=== Extracted entries ===

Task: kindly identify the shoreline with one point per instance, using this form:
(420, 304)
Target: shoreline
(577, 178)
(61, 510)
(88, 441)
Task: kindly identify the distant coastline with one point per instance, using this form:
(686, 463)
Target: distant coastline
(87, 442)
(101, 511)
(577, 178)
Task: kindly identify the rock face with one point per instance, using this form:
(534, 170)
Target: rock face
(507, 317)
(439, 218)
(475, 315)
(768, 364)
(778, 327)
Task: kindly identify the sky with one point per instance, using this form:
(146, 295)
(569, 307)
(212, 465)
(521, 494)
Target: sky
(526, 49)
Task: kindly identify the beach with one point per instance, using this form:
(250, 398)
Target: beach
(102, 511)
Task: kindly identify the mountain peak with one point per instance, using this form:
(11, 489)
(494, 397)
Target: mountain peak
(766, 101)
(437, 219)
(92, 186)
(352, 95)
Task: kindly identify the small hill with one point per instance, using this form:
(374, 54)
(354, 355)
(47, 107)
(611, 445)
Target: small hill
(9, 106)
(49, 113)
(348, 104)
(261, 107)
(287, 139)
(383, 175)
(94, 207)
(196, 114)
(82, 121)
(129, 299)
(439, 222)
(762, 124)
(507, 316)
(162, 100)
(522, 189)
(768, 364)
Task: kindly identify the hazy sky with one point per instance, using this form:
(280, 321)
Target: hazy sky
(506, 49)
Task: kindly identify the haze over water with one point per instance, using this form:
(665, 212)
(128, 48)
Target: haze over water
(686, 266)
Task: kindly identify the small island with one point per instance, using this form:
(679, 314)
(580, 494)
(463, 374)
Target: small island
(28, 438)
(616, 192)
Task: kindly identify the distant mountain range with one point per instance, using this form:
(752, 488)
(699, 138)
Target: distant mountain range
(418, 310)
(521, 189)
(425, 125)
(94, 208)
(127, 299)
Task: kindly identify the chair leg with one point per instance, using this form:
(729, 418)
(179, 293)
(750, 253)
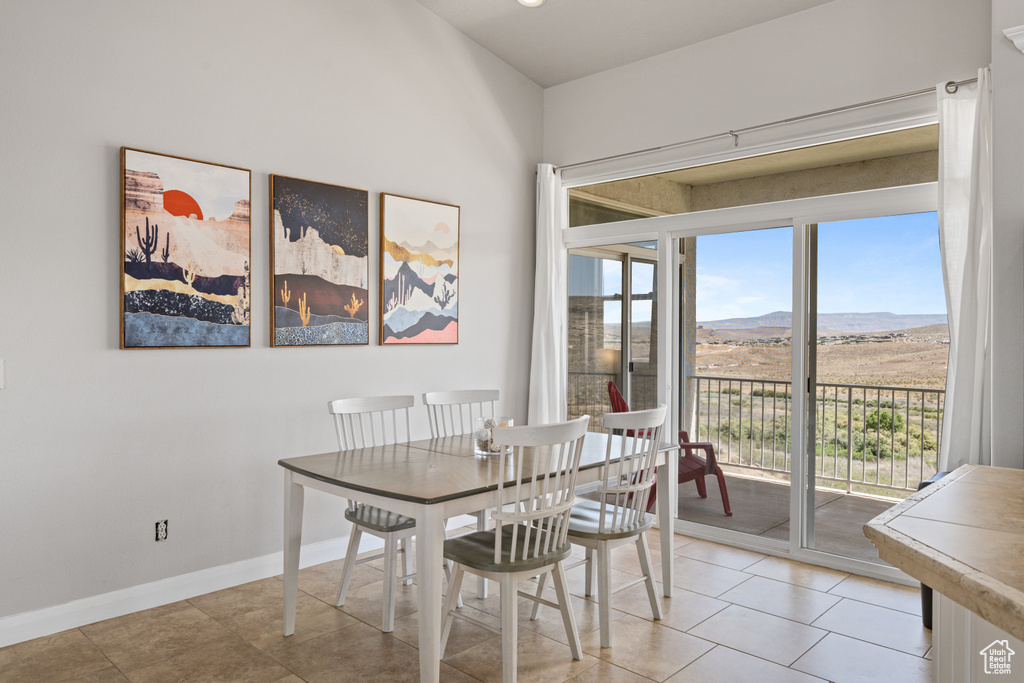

===

The exercise: Please swap "using this form" for "in this format" in the data from the line with "Task: kindly identify the small island" up to and including the end of the data, changing nothing else. Give back only those lines, without the pictures.

Result of the task:
Task: kindly identify the small island with one point per instance, in this format:
(679, 314)
(580, 494)
(463, 374)
Target: small island
(28, 438)
(616, 192)
Task: kindly identify the distant mountain range with one point per instance, in this format:
(752, 488)
(699, 138)
Target: distant mountain range
(418, 310)
(521, 189)
(425, 125)
(94, 208)
(127, 299)
Task: kindly identify the chair leg with one point per instance, in this format:
(729, 418)
(179, 293)
(750, 253)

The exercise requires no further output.